● **Text for analysis**:

Dr. Stephen Crittenden, Research Scientist, Agriculture and Agri-Food – Brandon – Spring 2021 Pulse Beat
The common definition of soil health is “the capacity of soil to function.” Personally, I find this definition a little confusing — while soil is complex, soil health doesn’t need to be complicated. What’s going on in soil is consistently dynamic and always changing, but weather is the main player. Temperature and precipitation drive the biological, chemical and physical processes in soil, and soil health is all of these processes put together.
We can measure soil health in several ways. Traditionally, we have used soil fertility tests to look at snapshots of nutrients (like nitrogen, phosphorus, potassium and sulphur) before applying fertilizer to help plan application rates. After harvest, we can take soil samples to see what nutrients are left and how efficient our crop has been. Both of these measurements are chemical indicators of soil health that the producer can influence directly through fertilization.
Soil biology includes everything from bacteria and fungi to earthworms. Soil physical properties are things like aggregation (sand, silt and clay particles stuck together) and infiltration (the ability for water to move into soil). The biological and physical indicators of soil health are mostly influenced indirectly. Tillage, for example, changes soil structure and thus the environment in which soil biology lives. Cover cropping and manuring have a good chance of influencing soil health, but all aspects of soil health interact with each other.
If you are tracking your soil health, in addition to the traditional soil fertility, I recommend “digging in” to your soil organic matter. Organic matter is the lynchpin that many soil processes hinge on, such as nitrogen mineralization (the process where nitrogen becomes available from organic matter). Additionally, higher soil organic matter often means better soil structure. Your soil health or soil fertility reports may also include an “index.” A soil health index is a way of putting all these measurements together in a meaningful way. First, you choose a scale, like 1 to 100, then rank the values from your measurements on this scale. The problem with ranking is that it can be subjective — “healthy” soil may be in the eyes of the beholder. There is no definitive soil health score and how these scores are calculated changes depending on where your soil health report is from; however, the calculations behind these indexes should be available upon request.
One thing I want to point out is the difference between lab and field measurements. Some soil health indicators cannot be assessed in a “grab” or regular soil sample. For some soil properties, we must take specialized equipment to the field, for example, infiltration, penetration resistance and earthworms. Some of my favourite soil properties are those that cannot be tested from a grab sample but rather must be done in person or with intact soil cores.

● **Work required**: Copy the soil health article word for word, from "We can measure" up to and including "directly through fertilization.".

● **Source data**:
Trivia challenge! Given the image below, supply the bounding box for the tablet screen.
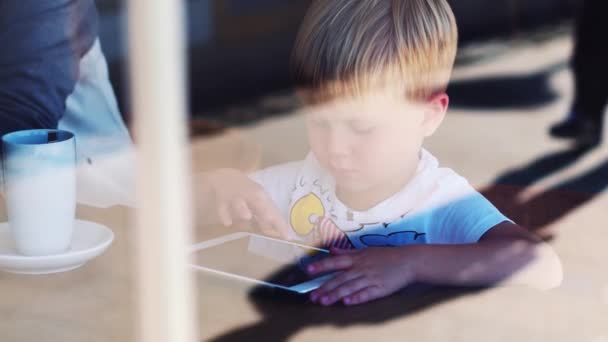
[195,235,329,288]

● **Completed task**:
We can measure soil health in several ways. Traditionally, we have used soil fertility tests to look at snapshots of nutrients (like nitrogen, phosphorus, potassium and sulphur) before applying fertilizer to help plan application rates. After harvest, we can take soil samples to see what nutrients are left and how efficient our crop has been. Both of these measurements are chemical indicators of soil health that the producer can influence directly through fertilization.